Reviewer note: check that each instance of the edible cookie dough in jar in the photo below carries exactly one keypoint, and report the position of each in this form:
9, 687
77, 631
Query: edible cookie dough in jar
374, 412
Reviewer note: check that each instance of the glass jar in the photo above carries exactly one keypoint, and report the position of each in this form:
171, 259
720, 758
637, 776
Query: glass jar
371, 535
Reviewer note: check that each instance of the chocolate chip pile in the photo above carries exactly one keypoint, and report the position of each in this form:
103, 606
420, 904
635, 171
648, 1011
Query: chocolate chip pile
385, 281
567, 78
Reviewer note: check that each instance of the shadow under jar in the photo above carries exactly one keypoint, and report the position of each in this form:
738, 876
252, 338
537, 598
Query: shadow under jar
-=-=-
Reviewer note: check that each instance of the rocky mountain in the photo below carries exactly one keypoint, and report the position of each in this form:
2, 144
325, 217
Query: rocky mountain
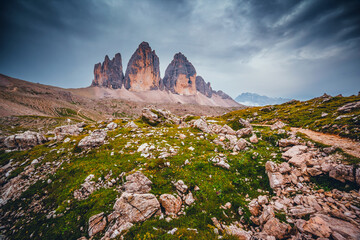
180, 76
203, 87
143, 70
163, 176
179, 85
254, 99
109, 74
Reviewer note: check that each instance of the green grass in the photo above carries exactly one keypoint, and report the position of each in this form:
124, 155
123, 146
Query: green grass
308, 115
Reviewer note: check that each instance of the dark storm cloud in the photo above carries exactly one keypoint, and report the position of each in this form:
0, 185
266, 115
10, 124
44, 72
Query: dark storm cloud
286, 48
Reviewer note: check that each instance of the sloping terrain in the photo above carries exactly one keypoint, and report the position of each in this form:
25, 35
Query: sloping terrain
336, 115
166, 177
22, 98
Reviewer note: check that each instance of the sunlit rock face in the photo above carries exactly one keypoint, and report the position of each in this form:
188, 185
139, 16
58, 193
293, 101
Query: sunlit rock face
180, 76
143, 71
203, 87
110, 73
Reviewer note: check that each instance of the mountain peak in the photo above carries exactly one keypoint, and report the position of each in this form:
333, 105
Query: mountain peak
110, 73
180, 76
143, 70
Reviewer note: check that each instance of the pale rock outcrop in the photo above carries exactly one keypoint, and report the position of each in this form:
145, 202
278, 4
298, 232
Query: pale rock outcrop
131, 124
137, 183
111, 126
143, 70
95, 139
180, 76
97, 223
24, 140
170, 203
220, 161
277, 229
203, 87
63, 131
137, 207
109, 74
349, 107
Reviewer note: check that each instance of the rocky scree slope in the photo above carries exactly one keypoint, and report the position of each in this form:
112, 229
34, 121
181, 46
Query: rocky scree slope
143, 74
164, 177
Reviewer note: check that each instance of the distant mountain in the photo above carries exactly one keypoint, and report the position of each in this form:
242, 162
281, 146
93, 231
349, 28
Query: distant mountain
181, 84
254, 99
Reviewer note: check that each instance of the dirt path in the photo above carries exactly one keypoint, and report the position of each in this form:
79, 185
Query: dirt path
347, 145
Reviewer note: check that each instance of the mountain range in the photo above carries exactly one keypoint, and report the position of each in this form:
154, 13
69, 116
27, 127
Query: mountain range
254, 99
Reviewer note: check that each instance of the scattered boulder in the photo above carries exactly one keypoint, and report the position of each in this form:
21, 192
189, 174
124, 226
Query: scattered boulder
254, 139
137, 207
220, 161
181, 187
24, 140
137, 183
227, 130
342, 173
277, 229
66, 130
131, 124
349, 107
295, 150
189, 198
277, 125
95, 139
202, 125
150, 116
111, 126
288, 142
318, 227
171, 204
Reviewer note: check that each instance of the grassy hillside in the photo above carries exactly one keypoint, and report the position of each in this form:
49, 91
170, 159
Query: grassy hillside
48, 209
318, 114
-=-=-
Show every line from the entries that includes the word "under".

Reviewer note: check that each instance of the shadow under jar in the photo above carries exactly one keypoint, and report the position of each in this form:
Query: shadow under jar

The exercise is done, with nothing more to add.